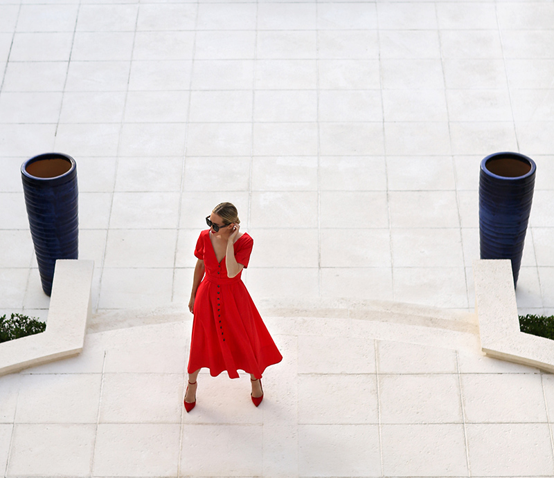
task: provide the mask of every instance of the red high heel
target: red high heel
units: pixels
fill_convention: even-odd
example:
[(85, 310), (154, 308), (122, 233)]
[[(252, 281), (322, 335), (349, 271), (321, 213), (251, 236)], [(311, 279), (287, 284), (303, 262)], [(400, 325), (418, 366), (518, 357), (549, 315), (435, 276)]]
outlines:
[[(194, 383), (191, 383), (190, 381), (188, 382), (188, 384), (190, 385), (194, 385), (196, 383), (197, 383), (197, 382), (195, 382)], [(186, 386), (186, 390), (185, 391), (185, 395), (186, 395), (187, 392), (188, 392), (188, 385)], [(195, 401), (190, 402), (189, 403), (188, 401), (186, 401), (186, 400), (184, 400), (183, 403), (185, 404), (185, 410), (186, 410), (186, 412), (188, 413), (196, 405), (196, 392), (195, 392)], [(256, 405), (256, 406), (258, 406), (258, 405)]]
[[(256, 380), (260, 380), (260, 388), (262, 388), (262, 380), (260, 378), (256, 378), (255, 380), (250, 379), (251, 382), (256, 382)], [(252, 394), (250, 394), (250, 398), (252, 399), (252, 403), (257, 407), (259, 405), (262, 401), (264, 399), (264, 389), (262, 388), (262, 396), (252, 396)]]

•••

# GEGEBENE AUFGABE
Bearbeite die obigen Datensätze vollständig, indem du „even-odd“ durch „nonzero“ ersetzt und alles Übrige unverändert übernimmst. Die Bilder werden in der Ausgabe weggelassen.

# LÖSUNG DER AUFGABE
task: provide the mask of every instance of the red high heel
target: red high heel
units: pixels
fill_convention: nonzero
example:
[(85, 310), (154, 308), (122, 233)]
[[(252, 281), (322, 335), (349, 271), (321, 213), (251, 236)], [(311, 279), (287, 284), (303, 262)], [(400, 325), (418, 366), (518, 357), (549, 315), (435, 276)]]
outlines:
[[(194, 383), (191, 383), (190, 381), (188, 382), (188, 384), (190, 385), (194, 385), (196, 383), (197, 383), (197, 382), (195, 382)], [(186, 386), (186, 390), (185, 391), (185, 395), (186, 395), (187, 392), (188, 392), (188, 385)], [(195, 401), (190, 402), (189, 403), (188, 401), (186, 401), (186, 400), (184, 400), (183, 403), (185, 404), (185, 410), (186, 410), (186, 412), (188, 413), (196, 405), (196, 392), (195, 392)], [(256, 405), (256, 406), (258, 406), (258, 405)]]
[[(256, 380), (260, 380), (260, 388), (262, 388), (262, 380), (260, 378), (256, 378), (255, 380), (250, 379), (251, 382), (256, 382)], [(252, 394), (250, 394), (250, 398), (252, 399), (252, 403), (257, 407), (259, 405), (262, 401), (264, 399), (264, 389), (262, 388), (262, 396), (252, 396)]]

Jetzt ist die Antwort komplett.